- **题目详情**:
以编号列表的形式给出下面所有的行，空行不列入。

边界标注条目
========

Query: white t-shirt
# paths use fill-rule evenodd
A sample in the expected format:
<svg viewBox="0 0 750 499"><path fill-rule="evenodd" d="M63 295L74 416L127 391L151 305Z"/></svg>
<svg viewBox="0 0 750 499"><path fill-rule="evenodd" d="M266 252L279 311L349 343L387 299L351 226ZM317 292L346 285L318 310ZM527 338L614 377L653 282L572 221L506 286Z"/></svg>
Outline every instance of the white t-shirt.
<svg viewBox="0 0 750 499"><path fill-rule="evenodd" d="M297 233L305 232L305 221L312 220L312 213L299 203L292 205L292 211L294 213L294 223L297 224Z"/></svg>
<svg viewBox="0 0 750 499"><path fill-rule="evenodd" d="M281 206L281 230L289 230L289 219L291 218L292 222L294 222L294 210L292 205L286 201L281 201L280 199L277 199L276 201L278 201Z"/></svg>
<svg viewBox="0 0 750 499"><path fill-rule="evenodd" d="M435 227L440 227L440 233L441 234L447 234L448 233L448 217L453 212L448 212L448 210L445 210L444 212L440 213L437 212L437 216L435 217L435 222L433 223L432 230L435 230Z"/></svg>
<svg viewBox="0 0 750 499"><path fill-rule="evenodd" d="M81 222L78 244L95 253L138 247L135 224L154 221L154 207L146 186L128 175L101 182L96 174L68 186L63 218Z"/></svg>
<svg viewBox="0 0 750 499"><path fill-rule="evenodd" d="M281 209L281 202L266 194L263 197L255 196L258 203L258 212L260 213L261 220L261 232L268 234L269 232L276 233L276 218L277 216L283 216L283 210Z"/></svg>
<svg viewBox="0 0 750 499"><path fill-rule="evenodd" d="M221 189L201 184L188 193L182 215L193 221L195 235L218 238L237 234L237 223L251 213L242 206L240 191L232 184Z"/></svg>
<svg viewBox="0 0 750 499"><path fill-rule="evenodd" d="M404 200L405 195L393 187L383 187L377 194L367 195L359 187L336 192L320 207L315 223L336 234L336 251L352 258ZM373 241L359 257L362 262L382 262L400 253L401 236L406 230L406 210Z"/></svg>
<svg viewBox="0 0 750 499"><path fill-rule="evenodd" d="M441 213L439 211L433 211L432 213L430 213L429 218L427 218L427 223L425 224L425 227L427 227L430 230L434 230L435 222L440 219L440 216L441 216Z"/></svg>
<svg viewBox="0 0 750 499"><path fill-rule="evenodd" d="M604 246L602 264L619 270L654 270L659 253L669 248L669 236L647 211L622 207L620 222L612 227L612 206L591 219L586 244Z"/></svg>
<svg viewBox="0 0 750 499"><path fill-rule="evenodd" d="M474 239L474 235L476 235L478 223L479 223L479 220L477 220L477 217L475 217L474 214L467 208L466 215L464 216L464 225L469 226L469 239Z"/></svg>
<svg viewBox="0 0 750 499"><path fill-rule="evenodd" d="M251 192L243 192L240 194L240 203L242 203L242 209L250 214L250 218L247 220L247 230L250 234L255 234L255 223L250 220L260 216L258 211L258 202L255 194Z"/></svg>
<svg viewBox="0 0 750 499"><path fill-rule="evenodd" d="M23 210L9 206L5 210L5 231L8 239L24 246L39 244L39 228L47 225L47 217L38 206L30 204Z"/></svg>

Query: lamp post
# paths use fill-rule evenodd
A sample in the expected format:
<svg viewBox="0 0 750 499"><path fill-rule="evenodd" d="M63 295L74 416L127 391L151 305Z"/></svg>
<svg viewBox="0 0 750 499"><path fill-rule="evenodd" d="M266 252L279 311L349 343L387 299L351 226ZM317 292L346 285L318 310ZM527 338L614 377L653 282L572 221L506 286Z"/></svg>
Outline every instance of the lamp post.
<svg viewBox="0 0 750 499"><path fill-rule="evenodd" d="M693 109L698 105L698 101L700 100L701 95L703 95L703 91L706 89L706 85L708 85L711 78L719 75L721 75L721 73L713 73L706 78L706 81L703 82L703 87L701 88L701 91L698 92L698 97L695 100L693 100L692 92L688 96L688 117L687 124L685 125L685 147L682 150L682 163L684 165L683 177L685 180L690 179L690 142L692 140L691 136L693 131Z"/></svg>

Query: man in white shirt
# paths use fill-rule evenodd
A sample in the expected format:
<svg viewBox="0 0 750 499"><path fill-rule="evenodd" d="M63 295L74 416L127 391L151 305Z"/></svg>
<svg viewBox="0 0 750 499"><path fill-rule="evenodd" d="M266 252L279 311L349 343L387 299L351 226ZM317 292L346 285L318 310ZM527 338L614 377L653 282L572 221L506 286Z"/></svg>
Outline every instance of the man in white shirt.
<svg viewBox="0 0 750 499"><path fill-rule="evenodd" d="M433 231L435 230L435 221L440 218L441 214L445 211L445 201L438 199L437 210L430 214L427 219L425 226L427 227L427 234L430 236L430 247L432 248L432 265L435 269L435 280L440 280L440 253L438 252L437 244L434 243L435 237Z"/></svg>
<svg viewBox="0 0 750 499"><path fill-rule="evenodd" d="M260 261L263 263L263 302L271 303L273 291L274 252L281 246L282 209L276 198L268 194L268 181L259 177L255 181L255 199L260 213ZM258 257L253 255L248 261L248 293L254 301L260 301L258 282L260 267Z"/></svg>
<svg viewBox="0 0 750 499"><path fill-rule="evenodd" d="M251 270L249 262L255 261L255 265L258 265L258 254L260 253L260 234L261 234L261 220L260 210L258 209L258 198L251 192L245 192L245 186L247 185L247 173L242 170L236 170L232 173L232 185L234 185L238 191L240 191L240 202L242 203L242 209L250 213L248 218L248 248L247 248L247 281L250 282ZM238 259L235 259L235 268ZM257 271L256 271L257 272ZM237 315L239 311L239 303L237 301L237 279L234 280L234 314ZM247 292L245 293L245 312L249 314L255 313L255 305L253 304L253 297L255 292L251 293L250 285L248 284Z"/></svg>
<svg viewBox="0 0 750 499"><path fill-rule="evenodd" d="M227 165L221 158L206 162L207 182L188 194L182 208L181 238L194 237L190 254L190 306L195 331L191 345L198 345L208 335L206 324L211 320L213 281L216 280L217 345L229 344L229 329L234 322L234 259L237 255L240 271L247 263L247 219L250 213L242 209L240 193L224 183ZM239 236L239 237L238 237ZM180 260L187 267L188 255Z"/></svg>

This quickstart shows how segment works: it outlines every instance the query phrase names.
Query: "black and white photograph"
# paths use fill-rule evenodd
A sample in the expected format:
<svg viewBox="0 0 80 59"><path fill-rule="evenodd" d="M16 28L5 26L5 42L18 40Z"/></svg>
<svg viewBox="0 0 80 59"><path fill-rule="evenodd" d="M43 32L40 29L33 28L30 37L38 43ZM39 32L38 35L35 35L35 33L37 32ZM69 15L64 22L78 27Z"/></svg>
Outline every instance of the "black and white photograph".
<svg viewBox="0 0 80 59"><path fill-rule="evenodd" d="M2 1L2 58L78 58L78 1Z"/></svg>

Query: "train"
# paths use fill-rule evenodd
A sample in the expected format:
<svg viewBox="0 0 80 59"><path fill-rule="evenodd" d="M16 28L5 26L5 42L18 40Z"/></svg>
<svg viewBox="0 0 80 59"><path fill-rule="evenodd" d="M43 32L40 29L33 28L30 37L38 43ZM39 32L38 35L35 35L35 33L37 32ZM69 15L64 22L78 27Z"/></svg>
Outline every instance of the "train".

========

- **参考解答**:
1. Query: white t-shirt
2. # paths use fill-rule evenodd
3. A sample in the expected format:
4. <svg viewBox="0 0 750 499"><path fill-rule="evenodd" d="M63 295L74 416L127 391L151 305Z"/></svg>
5. <svg viewBox="0 0 750 499"><path fill-rule="evenodd" d="M266 252L279 311L349 343L387 299L351 226ZM317 292L346 285L318 310ZM527 338L614 377L653 282L572 221L506 286Z"/></svg>
6. Outline every instance of the white t-shirt.
7. <svg viewBox="0 0 750 499"><path fill-rule="evenodd" d="M297 233L305 232L305 221L312 220L312 213L299 203L292 205L292 211L294 213L294 223L297 224Z"/></svg>
8. <svg viewBox="0 0 750 499"><path fill-rule="evenodd" d="M281 206L281 230L289 230L289 219L291 218L292 222L294 222L294 210L292 205L286 201L281 201L280 199L277 199L276 201L278 201Z"/></svg>
9. <svg viewBox="0 0 750 499"><path fill-rule="evenodd" d="M435 227L440 227L440 233L441 234L447 234L448 233L448 217L453 212L448 212L448 210L445 210L444 212L440 213L437 212L437 216L435 217L435 222L433 223L432 230L435 230Z"/></svg>
10. <svg viewBox="0 0 750 499"><path fill-rule="evenodd" d="M81 222L78 244L95 253L138 247L135 224L154 221L154 207L146 186L128 175L101 182L96 174L68 186L63 218Z"/></svg>
11. <svg viewBox="0 0 750 499"><path fill-rule="evenodd" d="M281 209L281 202L266 194L263 197L255 196L258 203L258 212L260 213L261 220L261 232L268 234L269 232L276 233L276 218L277 216L283 216L283 210Z"/></svg>
12. <svg viewBox="0 0 750 499"><path fill-rule="evenodd" d="M221 189L201 184L188 193L182 215L193 221L195 235L218 238L237 234L237 223L251 213L242 206L240 191L232 184Z"/></svg>
13. <svg viewBox="0 0 750 499"><path fill-rule="evenodd" d="M404 200L405 195L393 187L383 187L377 194L367 195L359 187L336 192L320 207L315 223L336 234L336 251L352 258ZM373 241L359 257L362 262L382 262L400 253L401 236L406 230L406 210Z"/></svg>
14. <svg viewBox="0 0 750 499"><path fill-rule="evenodd" d="M441 213L439 211L433 211L432 213L430 213L429 218L427 218L427 223L425 224L425 227L427 227L430 230L434 230L435 222L440 219L440 216L441 216Z"/></svg>
15. <svg viewBox="0 0 750 499"><path fill-rule="evenodd" d="M604 246L602 264L619 270L654 270L659 253L669 248L669 236L647 211L622 207L620 222L612 227L612 206L591 219L586 244Z"/></svg>
16. <svg viewBox="0 0 750 499"><path fill-rule="evenodd" d="M474 239L474 235L476 235L478 223L479 223L479 220L477 220L477 217L475 217L474 214L467 208L466 215L464 216L464 225L469 226L469 239Z"/></svg>
17. <svg viewBox="0 0 750 499"><path fill-rule="evenodd" d="M251 192L243 192L240 194L240 203L242 203L242 209L250 214L250 218L247 220L247 230L250 234L255 234L255 223L250 220L260 216L258 211L258 202L255 194Z"/></svg>
18. <svg viewBox="0 0 750 499"><path fill-rule="evenodd" d="M23 210L9 206L5 210L5 231L8 239L24 246L39 244L39 228L47 225L47 217L38 206L30 204Z"/></svg>
19. Query: lamp post
20. # paths use fill-rule evenodd
21. A sample in the expected format:
22. <svg viewBox="0 0 750 499"><path fill-rule="evenodd" d="M63 295L74 416L127 391L151 305Z"/></svg>
23. <svg viewBox="0 0 750 499"><path fill-rule="evenodd" d="M266 252L279 311L349 343L387 299L351 226ZM317 292L346 285L318 310ZM527 338L614 377L653 282L572 221L506 286Z"/></svg>
24. Outline every instance of the lamp post.
25. <svg viewBox="0 0 750 499"><path fill-rule="evenodd" d="M693 109L698 105L698 101L700 100L701 95L703 95L703 91L706 89L706 85L708 85L711 78L719 75L721 75L721 73L713 73L706 78L706 81L703 82L703 87L701 88L701 91L698 92L698 97L695 100L693 100L692 92L688 96L688 117L687 124L685 125L685 147L682 150L682 163L684 165L683 177L685 180L690 179L690 142L692 140L691 136L693 131Z"/></svg>
26. Query: man in white shirt
27. # paths use fill-rule evenodd
28. A sample in the expected format:
29. <svg viewBox="0 0 750 499"><path fill-rule="evenodd" d="M63 295L74 416L127 391L151 305Z"/></svg>
30. <svg viewBox="0 0 750 499"><path fill-rule="evenodd" d="M266 252L279 311L349 343L387 299L351 226ZM317 292L346 285L318 310ZM527 338L614 377L653 282L572 221L506 286Z"/></svg>
31. Outline every instance of the man in white shirt.
32. <svg viewBox="0 0 750 499"><path fill-rule="evenodd" d="M433 231L435 230L435 221L440 218L441 214L445 211L445 201L438 199L437 210L430 214L427 219L425 226L427 227L427 234L430 236L430 247L432 248L432 265L435 269L435 280L440 280L440 253L438 252L437 244L434 243L435 237Z"/></svg>
33. <svg viewBox="0 0 750 499"><path fill-rule="evenodd" d="M260 261L263 263L263 302L271 303L273 291L274 252L281 246L282 209L276 198L268 194L268 181L259 177L255 181L255 199L260 213ZM258 257L253 255L248 261L248 293L254 301L260 301L258 282L260 267Z"/></svg>
34. <svg viewBox="0 0 750 499"><path fill-rule="evenodd" d="M251 270L249 262L255 261L255 265L258 265L258 254L260 253L260 234L261 234L261 220L260 210L258 209L258 198L251 192L245 192L245 186L247 185L247 173L242 170L236 170L232 173L232 185L234 185L238 191L240 191L240 202L242 203L242 209L250 213L248 218L248 248L247 248L247 281L250 282ZM238 259L235 259L235 268ZM257 271L256 271L257 272ZM237 315L239 311L239 303L237 301L237 279L234 280L234 314ZM247 292L245 293L245 312L249 314L255 313L255 305L253 304L253 297L255 292L251 293L250 285L248 284Z"/></svg>
35. <svg viewBox="0 0 750 499"><path fill-rule="evenodd" d="M227 165L221 158L206 162L207 182L188 194L182 208L181 238L194 237L190 254L190 306L195 331L191 345L198 345L208 335L206 324L211 320L213 281L216 280L217 345L229 344L229 329L234 322L234 259L237 255L240 271L247 263L247 219L250 213L242 209L240 193L224 183ZM239 236L239 237L238 237ZM180 260L187 267L188 255Z"/></svg>
36. This quickstart shows how segment works: it outlines every instance the query phrase names.
37. Query: "black and white photograph"
38. # paths use fill-rule evenodd
39. A sample in the expected format:
40. <svg viewBox="0 0 80 59"><path fill-rule="evenodd" d="M16 28L5 26L5 42L18 40Z"/></svg>
41. <svg viewBox="0 0 80 59"><path fill-rule="evenodd" d="M43 32L40 29L33 28L30 37L38 43ZM39 32L38 35L35 35L35 33L37 32ZM69 15L64 22L78 27Z"/></svg>
42. Outline every instance of the "black and white photograph".
43. <svg viewBox="0 0 80 59"><path fill-rule="evenodd" d="M2 1L2 58L78 58L78 1Z"/></svg>
44. Query: "train"
45. # paths use fill-rule evenodd
46. A sample in the expected format:
47. <svg viewBox="0 0 80 59"><path fill-rule="evenodd" d="M16 28L5 26L5 42L18 40Z"/></svg>
48. <svg viewBox="0 0 80 59"><path fill-rule="evenodd" d="M43 32L40 29L33 28L30 37L38 43ZM39 32L38 35L35 35L35 33L37 32ZM69 15L64 22L78 27Z"/></svg>
49. Outline every instance of the "train".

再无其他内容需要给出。